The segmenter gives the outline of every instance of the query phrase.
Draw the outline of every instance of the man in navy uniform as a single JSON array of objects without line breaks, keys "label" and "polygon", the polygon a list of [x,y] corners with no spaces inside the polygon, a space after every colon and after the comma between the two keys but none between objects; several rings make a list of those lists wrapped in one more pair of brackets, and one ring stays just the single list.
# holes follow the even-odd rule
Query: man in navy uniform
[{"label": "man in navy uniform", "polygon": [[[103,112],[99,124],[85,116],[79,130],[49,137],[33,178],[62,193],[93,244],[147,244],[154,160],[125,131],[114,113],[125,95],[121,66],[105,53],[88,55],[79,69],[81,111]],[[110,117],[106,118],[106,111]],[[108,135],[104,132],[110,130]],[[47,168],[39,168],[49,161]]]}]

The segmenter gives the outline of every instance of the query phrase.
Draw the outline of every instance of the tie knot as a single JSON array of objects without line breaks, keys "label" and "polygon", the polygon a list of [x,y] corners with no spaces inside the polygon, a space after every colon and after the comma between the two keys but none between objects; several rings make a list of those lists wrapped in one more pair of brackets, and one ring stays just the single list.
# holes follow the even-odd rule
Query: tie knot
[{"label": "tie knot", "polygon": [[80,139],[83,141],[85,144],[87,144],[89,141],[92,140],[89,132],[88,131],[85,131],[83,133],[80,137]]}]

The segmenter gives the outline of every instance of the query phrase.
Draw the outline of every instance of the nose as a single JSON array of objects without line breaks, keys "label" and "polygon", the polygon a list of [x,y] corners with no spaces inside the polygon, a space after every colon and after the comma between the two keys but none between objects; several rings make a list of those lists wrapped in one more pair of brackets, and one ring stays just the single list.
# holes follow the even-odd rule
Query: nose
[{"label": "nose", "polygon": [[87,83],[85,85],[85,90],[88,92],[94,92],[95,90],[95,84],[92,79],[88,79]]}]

_ _ _

[Written task] Reproduce all of the rows above word for word, keeping every line in its original order.

[Response to this task]
The segmenter gives the outline of every instance of the query phrase.
Draw the outline of every instance of the man in navy uniform as a single JSON array of objects without line breaks, keys "label" and "polygon", the polygon a list of [x,y] corners with no spaces inside the polygon, a space after every colon and after the comma between the two keys but none between objects; several rings make a list of those lists wrapped in one more pair of brackets, and one ring stays just the single list.
# holes follow the even-odd rule
Query: man in navy uniform
[{"label": "man in navy uniform", "polygon": [[[103,112],[99,124],[85,116],[79,130],[49,137],[33,178],[62,193],[93,244],[147,244],[154,160],[125,131],[114,113],[125,95],[121,66],[105,53],[88,55],[79,69],[81,111]],[[110,117],[106,118],[106,111]],[[108,135],[104,132],[110,130]],[[47,168],[39,168],[49,161]]]}]

The segmenter gives the outline of every instance of the query phrase.
Draw the outline of every instance of the tie knot as a single JSON array of objects without line breaks, keys "label" and "polygon", the polygon a list of [x,y] corners with no spaces inside the polygon, a space after every colon and after the comma between the two keys but none between objects; several rings make a list of those lists wrapped in one more pair of brackets, and one ring stays just the single list.
# holes follow the even-odd rule
Query: tie knot
[{"label": "tie knot", "polygon": [[80,139],[83,141],[85,144],[87,144],[89,141],[92,140],[89,132],[88,131],[85,131],[83,133],[80,137]]}]

The segmenter gives the outline of every instance of the query phrase.
Draw the outline of every instance of the nose as a single JSON array of objects without line breaks, keys "label" and "polygon", the polygon a list of [x,y] corners with no spaces inside the polygon, a space after every colon and after the comma between the two keys but none between objects; several rings make a list of those lists wrapped in one more pair of brackets, and one ring stays just the single list.
# holes follow the even-odd rule
Query: nose
[{"label": "nose", "polygon": [[87,83],[85,85],[85,90],[88,92],[94,92],[95,90],[95,84],[92,79],[88,79]]}]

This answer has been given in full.